→ **Short problem**
Which lines in the items below contain the string "road"? Pull out each one and copy it, matching case.

(begin)

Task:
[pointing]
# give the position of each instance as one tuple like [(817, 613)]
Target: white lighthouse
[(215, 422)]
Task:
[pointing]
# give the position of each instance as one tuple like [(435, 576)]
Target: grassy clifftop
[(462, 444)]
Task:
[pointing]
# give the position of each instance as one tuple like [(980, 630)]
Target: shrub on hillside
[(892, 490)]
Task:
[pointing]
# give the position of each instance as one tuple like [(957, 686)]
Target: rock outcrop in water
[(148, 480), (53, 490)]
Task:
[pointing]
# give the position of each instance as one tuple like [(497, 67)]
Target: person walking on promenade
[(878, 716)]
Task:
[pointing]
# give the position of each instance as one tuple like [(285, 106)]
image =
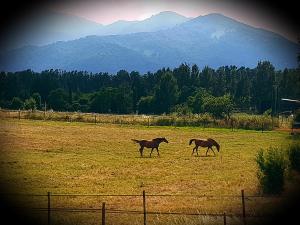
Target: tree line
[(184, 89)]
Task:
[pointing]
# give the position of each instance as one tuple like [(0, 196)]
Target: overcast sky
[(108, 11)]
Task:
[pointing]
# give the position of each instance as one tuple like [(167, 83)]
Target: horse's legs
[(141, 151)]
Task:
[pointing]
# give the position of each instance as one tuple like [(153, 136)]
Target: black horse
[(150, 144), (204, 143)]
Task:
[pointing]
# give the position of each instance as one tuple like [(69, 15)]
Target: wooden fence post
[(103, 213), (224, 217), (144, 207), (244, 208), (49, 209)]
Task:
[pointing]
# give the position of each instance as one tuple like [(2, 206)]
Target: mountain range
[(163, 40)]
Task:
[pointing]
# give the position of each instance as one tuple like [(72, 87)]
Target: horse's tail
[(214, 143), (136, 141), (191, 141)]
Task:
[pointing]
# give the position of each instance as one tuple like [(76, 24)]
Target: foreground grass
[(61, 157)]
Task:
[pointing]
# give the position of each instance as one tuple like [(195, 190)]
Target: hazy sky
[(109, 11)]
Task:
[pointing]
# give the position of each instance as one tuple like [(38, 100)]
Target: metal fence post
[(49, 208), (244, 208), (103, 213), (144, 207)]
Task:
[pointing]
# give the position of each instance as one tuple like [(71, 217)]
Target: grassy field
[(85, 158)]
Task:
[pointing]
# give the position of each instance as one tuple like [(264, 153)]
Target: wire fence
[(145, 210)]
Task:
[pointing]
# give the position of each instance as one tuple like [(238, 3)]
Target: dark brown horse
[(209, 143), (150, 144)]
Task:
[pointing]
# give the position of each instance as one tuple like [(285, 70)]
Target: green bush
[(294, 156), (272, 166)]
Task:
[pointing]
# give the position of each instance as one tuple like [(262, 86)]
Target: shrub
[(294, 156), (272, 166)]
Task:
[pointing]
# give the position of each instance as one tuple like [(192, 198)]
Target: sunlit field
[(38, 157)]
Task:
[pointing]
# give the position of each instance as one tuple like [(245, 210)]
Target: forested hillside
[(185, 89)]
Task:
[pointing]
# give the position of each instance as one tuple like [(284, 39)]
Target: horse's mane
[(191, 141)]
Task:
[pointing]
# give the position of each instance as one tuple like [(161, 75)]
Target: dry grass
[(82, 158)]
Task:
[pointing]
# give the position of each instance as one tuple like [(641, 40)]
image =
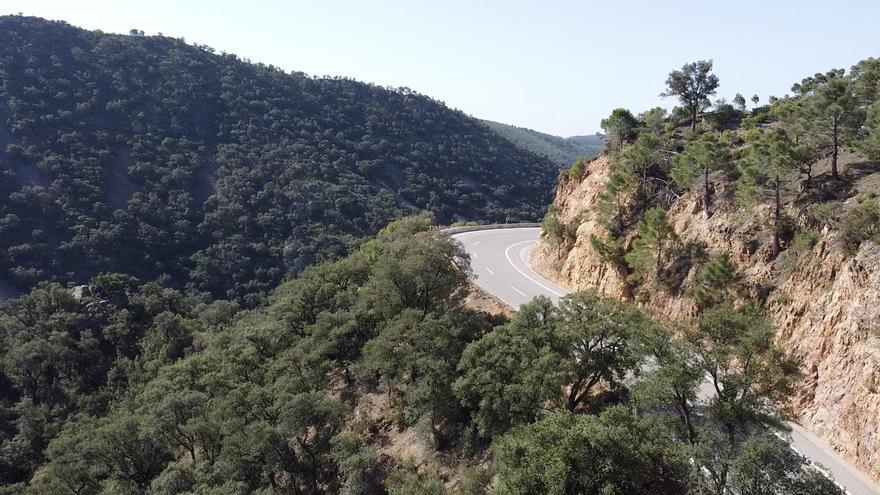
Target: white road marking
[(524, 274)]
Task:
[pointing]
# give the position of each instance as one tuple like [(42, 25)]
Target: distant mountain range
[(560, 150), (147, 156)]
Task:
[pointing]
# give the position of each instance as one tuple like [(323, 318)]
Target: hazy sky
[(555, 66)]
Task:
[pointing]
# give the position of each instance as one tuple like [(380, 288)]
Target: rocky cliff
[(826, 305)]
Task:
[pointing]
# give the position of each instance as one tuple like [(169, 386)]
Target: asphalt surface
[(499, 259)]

(end)
(begin)

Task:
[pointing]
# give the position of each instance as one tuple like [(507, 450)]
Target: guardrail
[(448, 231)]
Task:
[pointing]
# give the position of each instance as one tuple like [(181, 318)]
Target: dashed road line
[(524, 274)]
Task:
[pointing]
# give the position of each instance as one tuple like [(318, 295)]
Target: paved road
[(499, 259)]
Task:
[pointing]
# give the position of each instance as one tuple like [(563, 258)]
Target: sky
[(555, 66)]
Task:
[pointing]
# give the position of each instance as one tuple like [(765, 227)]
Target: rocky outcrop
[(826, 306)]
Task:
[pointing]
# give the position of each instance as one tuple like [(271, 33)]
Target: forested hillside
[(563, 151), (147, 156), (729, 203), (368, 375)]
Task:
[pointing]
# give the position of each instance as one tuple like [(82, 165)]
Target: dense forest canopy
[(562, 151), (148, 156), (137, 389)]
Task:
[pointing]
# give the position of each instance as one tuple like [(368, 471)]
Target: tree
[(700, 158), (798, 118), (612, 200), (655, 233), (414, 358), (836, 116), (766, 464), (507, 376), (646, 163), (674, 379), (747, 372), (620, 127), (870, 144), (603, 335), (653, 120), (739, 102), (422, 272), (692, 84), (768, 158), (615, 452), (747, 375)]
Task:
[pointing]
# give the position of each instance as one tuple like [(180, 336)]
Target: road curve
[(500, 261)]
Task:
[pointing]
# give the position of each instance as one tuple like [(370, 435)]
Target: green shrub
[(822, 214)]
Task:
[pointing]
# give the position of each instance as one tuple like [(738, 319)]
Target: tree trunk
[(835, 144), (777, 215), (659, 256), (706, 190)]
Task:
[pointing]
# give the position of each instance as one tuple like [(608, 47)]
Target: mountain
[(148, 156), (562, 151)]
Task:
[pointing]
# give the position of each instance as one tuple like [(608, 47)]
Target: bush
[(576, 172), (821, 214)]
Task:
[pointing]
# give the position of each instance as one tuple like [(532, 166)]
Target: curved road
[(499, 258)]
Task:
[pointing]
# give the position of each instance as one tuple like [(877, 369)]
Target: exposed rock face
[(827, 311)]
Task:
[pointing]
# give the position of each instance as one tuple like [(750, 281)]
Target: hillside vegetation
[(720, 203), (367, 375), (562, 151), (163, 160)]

(end)

→ **Result for this exercise**
Target: white road marking
Target: dashed road line
Target: paved road
Target: road curve
Target: curved road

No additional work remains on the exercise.